#### Texte source:

○ ○ ○ ○ ○

Shenmue est un monument du jeu vidéo car il a ouvert de nombreuses portes. Notamment au genre aventure en monde ouvert ! Pour l’époque, il était aussi surprenant de voir autant de PNJ réunis dans le même périmètre. Il intégrait aussi la technologie « Magic Weather » capable de créer une météo dynamique très réaliste pour l’époque. Les phases d’exploration « free quest » alternaient avec les combats (free battle), ou les actions contextuelles en QTE. Vous l’avez compris : Shenmue a été un pionnier qui a ouvert la voie à de nombreux titres actuels !

Une histoire de vengeance

L’histoire de Shenmue tourne autour du personnage de Ryo Hazuki. Notre jeune japonais, reconnaissable à son jean délavé, son blouson de cuir et son pansement sur la joue, assiste impuissant au meurtre de son père, dans le dojo familial. Il se lance alors dans une grande quête de vengeance, afin de retrouver notamment le grand maître Lan Di, assassin de son père. Parallèlement, Ryo devra protéger le « miroir du phénix » , un artefact auquel Lan Di semble tenir tout particulièrement. Le but sera donc d’enquêter, afin de le traquer.

Dans le second opus, Ryo n’a toujours pas retrouvé l’assassin de son père. Sur sa trace, le jeu s’ouvre sur son arrivée à Hong-Kong. Une ville qui vous émerveille par ses couleurs et son animation… Mais qui vous fait déchanter au premier pickpocket venu ! Comme dans le premier opus, vous allez devoir mener l’enquête pour remonter la piste de LanDi…

Globalement, si le scénario du premier opus a un peu plus de mal à décoller que le second, nous avons ici affaire à deux histoires passionnantes. Et ce disque (à l’époque, chaque jeu tenait sur quatre CD) va vous faire voir du pays ! L’aventure débute dans la ville côtière de Yokosuka (au sud de Tokyo), et va vous faire découvrir ses quartiers : Sakuragaoka, Yamanose, Dobuita (des endroits qui existent dans la vie réelle)… Shenmue II démarre donc quant à lui à Hong-Kong, et vous emmènera jusqu’en Chine… Et il y a vingt ans, croyez-moi, voyager avec des graphismes aussi réalistes (pour l’époque), ce n’était pas donné à tout le monde ! Et l’immersion fait toujours son petit effet !

C’est un portage, pas un remake…

Que l’on soit bien d’accord ! Nous avons ici affaire non pas à un remake total des deux premiers épisodes de Shenmue… Mais bel et bien à un portage pour les normes HD. Et ça a son importance pour le reste du test. Car vous comprendrez que nous ne sommes pas ici dans le même contexte qu’avec un Yakuza Kiwami 2 (test à lire très bientôt), entièrement refait de A à Z ! Ne vous attendez-donc pas à des graphismes renversant en 4K, juste à une version originale améliorée.

○ ○ ○ ○ ○

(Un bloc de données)
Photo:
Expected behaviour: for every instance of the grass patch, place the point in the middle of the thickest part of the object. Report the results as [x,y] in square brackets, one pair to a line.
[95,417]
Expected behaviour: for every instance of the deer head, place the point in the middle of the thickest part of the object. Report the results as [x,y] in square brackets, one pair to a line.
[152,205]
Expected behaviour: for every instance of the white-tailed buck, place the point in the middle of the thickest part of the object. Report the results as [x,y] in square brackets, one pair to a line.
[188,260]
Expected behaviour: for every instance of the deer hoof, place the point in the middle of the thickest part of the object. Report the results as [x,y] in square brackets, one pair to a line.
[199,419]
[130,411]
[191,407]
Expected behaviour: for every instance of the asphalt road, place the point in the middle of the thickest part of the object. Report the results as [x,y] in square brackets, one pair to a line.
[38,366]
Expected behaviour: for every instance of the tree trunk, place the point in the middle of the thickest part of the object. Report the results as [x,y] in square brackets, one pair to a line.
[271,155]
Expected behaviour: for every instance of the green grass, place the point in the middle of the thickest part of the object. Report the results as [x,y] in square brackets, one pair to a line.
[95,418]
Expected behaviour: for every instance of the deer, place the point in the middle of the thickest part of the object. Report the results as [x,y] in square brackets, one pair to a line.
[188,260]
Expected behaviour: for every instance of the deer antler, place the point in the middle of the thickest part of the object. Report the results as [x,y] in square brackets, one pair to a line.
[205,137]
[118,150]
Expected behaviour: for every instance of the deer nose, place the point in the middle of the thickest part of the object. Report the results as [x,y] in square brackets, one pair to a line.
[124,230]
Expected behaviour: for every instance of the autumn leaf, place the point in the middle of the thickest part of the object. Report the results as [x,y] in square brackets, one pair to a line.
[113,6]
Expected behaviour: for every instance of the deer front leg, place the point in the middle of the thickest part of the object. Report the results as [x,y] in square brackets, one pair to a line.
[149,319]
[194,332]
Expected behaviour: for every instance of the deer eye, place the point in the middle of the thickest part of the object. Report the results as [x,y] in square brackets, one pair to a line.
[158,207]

○ ○ ○ ○ ○

#### Exercices:
(1) Répondez à ces questions sur le texte consacré à Shenmue :
(a) Quel nom porte la technologie de météo dynamique intégrée au jeu ?
(b) Dans quelle ville s'ouvre le second opus ?
(c) Sur combien de CD tenait chaque jeu à l'époque ?
(2) Dans les entrées, reprenez les lignes allant de celle qui contient « Expected behaviour: for every instance of the deer nose, place » jusqu'à la fin des entrées incluse, en remplaçant « deer » par « stag ». Le reste doit rester identique, et seules ces lignes sont attendues.

#### Corrigés:
(1)
(a) « Magic Weather »
(b) Hong-Kong
(c) Quatre

(2)
Expected behaviour: for every instance of the stag nose, place the point in the middle of the thickest part of the object. Report the results as [x,y] in square brackets, one pair to a line.
[124,230]
Expected behaviour: for every instance of the autumn leaf, place the point in the middle of the thickest part of the object. Report the results as [x,y] in square brackets, one pair to a line.
[113,6]
Expected behaviour: for every instance of the stag front leg, place the point in the middle of the thickest part of the object. Report the results as [x,y] in square brackets, one pair to a line.
[149,319]
[194,332]
Expected behaviour: for every instance of the stag eye, place the point in the middle of the thickest part of the object. Report the results as [x,y] in square brackets, one pair to a line.
[158,207]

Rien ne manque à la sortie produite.